__EXCERPT PROVIDED__.
++++++++++++++++++++

# What text is the NKJ based on?



## Croghanite (Mar 5, 2008)

What text is the NKJ based on? from this thread


----------



## Presbyterian Deacon (Mar 5, 2008)

The Textus Receptus, or recieved text.


----------



## AV1611 (Mar 5, 2008)

Whilst the main body is based on the TR it contains the deviant readings in footnotes so I am unable to see how it can lay claim to being TR.



NKJV Preface said:


> the editors decided to retain the traditional text in the body of the New Testament and to indicate major Critical and Majority Text variant readings in the footnotes. Although these variations are duly indicated in the footnotes of the present edition, it is most important to emphasize that fully eighty-five percent of the New Testament text is the same in the Textus Receptus, the Alexandrian Text, and the Majority Text.



New King James Version


----------



## Presbyterian Deacon (Mar 5, 2008)

AV1611 said:


> Whilst the main body is based on the TR it contains the deviant readings in footnotes so I am unable to see how it can lay claim to being TR.
> 
> 
> 
> ...




It is TR precisely because they keep those deviant readings in footnotes, and do not insert them in the text. That is what makes it TR. Isn't it?


----------



## Civbert (Mar 5, 2008)

Presbyterian Deacon said:


> AV1611 said:
> 
> 
> > Whilst the main body is based on the TR it contains the deviant readings in footnotes so I am unable to see how it can lay claim to being TR.
> ...




I agree. We don't consider footnotes as part of God's Word. 

We might forget that the section headings are also not God's Word, but that's another issue.

++++++++++++++++++++

__SUPPLIED DATA__.

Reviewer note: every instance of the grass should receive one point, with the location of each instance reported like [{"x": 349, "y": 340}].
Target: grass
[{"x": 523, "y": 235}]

++++++++++++++++++++

__WHAT YOU NEED TO DO__.
• 1. Answer these from the forum thread on the NKJ's underlying text:
(a) What text does the first reply name as the basis of the NKJ?
(b) According to the quoted NKJV preface, what share of the New Testament text is the same in the Textus Receptus, the Alexandrian Text, and the Majority Text?
(c) Besides footnotes, what does the last post say is also not God's Word?
• 2. Extend the forum thread on the NKJ's underlying text with the next post, following on from the remark about section headings.

__ANSWER SET__.
• 1.
(a) The Textus Receptus, or received text.
(b) Eighty-five percent.
(c) The section headings.

• 2.
----------



## sastark (Mar 5, 2008)

AV1611 said:


> Whilst the main body is based on the TR it contains the deviant readings in footnotes so I am unable to see how it can lay claim to being TR.



I've had many a KJV that did the same, though.


----------



## Croghanite (Mar 5, 2008)

AV1611 said:


> Whilst the main body is based on the TR it contains the deviant readings in footnotes so I am unable to see how it can lay claim to being TR.
> 
> 
> 
> ...



The "main body" or entirely based on TR ? Not including the footnotes.


----------



## Presbyterian Deacon (Mar 5, 2008)

Yes. The Main body, or text of the New Testament is based on and translated from TR.



LAYMAN JOE said:


> AV1611 said:
> 
> 
> > Whilst the main body is based on the TR it contains the deviant readings in footnotes so I am unable to see how it can lay claim to being TR.
> ...


----------



## Reformed Covenanter (Mar 5, 2008)

It is possible to buy NKJVs without footnotes if that is what you prefer.


----------



## Jimmy the Greek (Mar 6, 2008)

The footnotes point out variant readings in the Critical Text (Nestle-Aland and UBS) and the Majority Text (MT). If you view them as deviant, fine. But I find it useful to see where these differences are, as reflected in the NASB and ESV (for example) which don't give you the benefit of TR footnotes.


----------



## ADKing (Mar 6, 2008)

While the NKJV claims to follow the Received Text in the transalation itself, (footnote issues aside) and for the most part does, there are certain documented instances where it actually follows the Critical text readings, not in the footnotes, but in the body itself:
II Corinthians 3.14, II John 7, Acts 19.9, 39; Philippians 2.9 and Revelation 6.11. 

For more information see the latest issue of TBS's "Quarterly Record" in its critique of the NKJV.


----------



## Pilgrim (Mar 6, 2008)

ADKing said:


> While the NKJV claims to follow the Received Text in the transalation itself, (footnote issues aside) and for the most part does, there are certain documented instances where it actually follows the Critical text readings, not in the footnotes, but in the body itself:
> II Corinthians 3.14, II John 7, Acts 19.9, 39; Philippians 2.9 and Revelation 6.11.
> 
> For more information see the latest issue of TBS's "Quarterly Record" in its critique of the NKJV.



The article is certainly correct that changes are made to the text of the NKJV from time to time but with no notice thereof.


----------



## Reformed Covenanter (Mar 6, 2008)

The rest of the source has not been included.